*** GIVEN TEXT ***
Task-based effective connectivity finds alterations in frontoparietal network in Duchenne muscular dystrophy
Mathula Thangarajh, Matthew Ridder, Hakinya Karra, Sanjana Javalkar, Edward Zuniga, Amy Harper, Nitai D Mukhopadhyay, Robert Cadrain, F Gerard Moeller, James M Bjork, Liangsuo Ma
Brain Commun 2025 Oct 28;7(5):fcaf356.
https://academic.oup.com/braincomms/article/7/5/fcaf356/8305067
Duchenne muscular dystrophy is best known for its effects on muscles, but it can also affect learning, attention, and memory. In this study, researchers used brain scans to explore how different parts of the brain work together during a memory task.
They found that communication between key brain regions involved in attention and working memory was different in boys with DMD compared with children without DMD. These findings improve our understanding of how DMD may affect the brain and could help guide future approaches to support cognitive and educational outcomes for people living with the condition.
Task-based effective connectivity finds alterations in frontoparietal network in Duchenne muscular dystrophy
Scientific Summary
Duchenne muscular dystrophy (DMD), an X-linked disorder caused by absence of dystrophin, is associated with significant executive dysfunction in addition to its neuromuscular phenotype. Working memory and inhibitory control are particularly affected and contribute to the characteristic poorer academic and neurobehavioural outcomes, yet their neural substrates remain insufficiently characterized.
***
#### [EXERCISE INSTRUCTIONS]
1 - In one or two sentences, explain why the DMD study summary singles out working memory and inhibitory control.
2 - According to the DMD study summary, what causes Duchenne muscular dystrophy?
3 - Print the part of the DMD study summary that starts at the words "They found that" and ends after the words "with the condition.".
These records come from a separate source.
*** PROVIDED INFORMATION ***
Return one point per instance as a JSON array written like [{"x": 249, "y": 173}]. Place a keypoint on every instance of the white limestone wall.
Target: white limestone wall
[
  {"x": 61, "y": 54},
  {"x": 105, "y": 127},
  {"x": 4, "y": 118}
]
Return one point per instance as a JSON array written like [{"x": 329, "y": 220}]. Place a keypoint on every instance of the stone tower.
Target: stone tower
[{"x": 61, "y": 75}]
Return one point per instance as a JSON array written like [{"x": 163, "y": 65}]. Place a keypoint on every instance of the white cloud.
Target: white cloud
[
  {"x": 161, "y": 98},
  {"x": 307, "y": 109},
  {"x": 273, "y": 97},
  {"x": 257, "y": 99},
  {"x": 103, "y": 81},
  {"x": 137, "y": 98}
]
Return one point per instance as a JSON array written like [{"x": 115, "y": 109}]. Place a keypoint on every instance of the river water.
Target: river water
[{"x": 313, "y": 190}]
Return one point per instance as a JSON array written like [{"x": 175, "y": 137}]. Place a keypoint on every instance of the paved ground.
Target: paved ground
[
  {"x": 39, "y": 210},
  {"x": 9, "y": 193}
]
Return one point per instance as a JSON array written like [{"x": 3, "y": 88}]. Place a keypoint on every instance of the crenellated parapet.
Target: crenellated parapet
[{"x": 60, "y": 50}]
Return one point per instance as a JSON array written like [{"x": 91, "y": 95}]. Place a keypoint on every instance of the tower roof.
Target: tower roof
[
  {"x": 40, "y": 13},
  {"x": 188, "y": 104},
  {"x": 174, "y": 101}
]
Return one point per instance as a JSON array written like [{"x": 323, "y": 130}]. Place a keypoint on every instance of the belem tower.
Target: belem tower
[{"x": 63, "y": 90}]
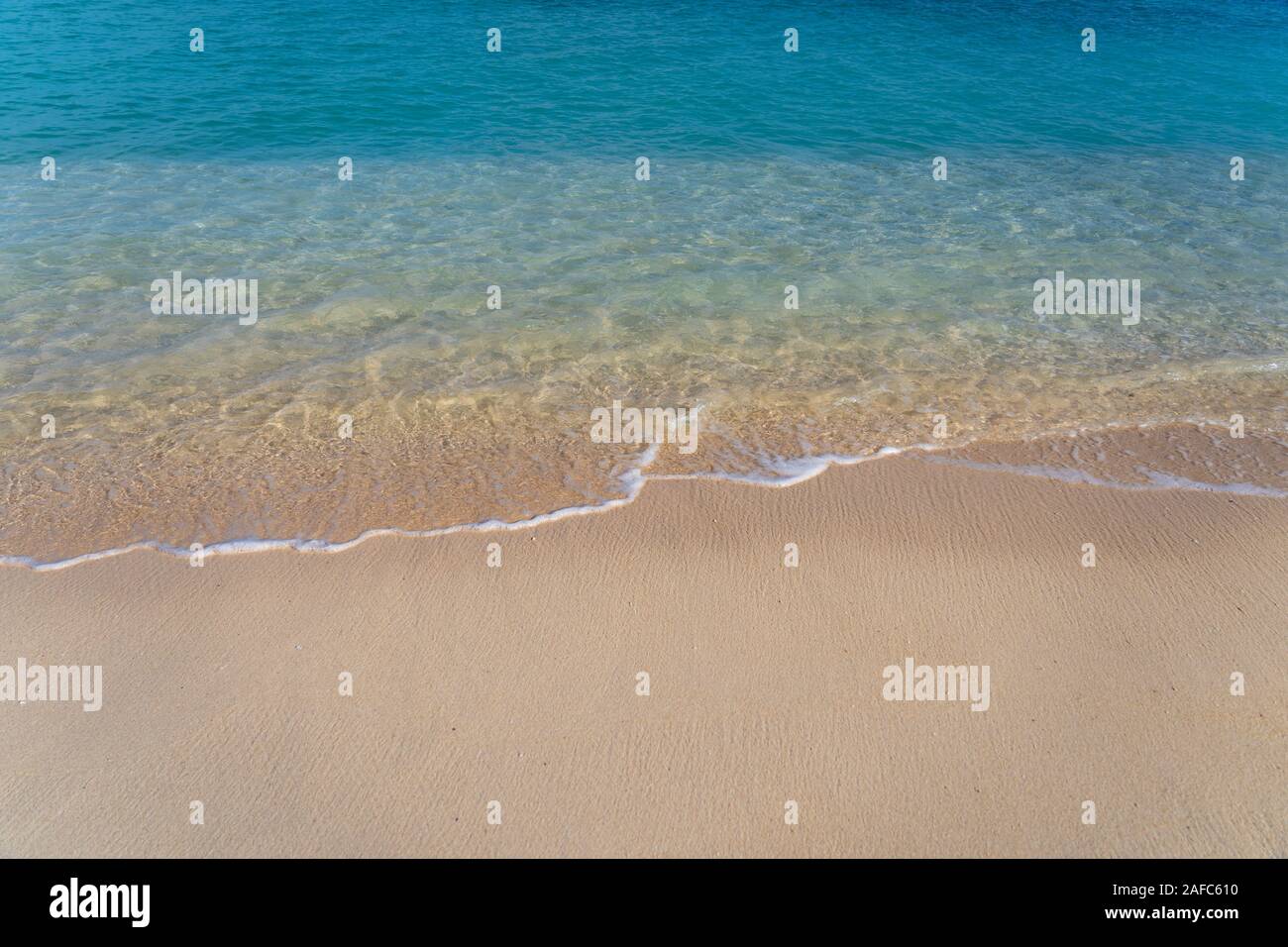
***
#### [TASK RESULTS]
1 - They are particularly affected in Duchenne muscular dystrophy and contribute to the characteristic poorer academic and neurobehavioural outcomes.

2 - It is an X-linked disorder caused by absence of dystrophin.

3 -
They found that communication between key brain regions involved in attention and working memory was different in boys with DMD compared with children without DMD. These findings improve our understanding of how DMD may affect the brain and could help guide future approaches to support cognitive and educational outcomes for people living with the condition.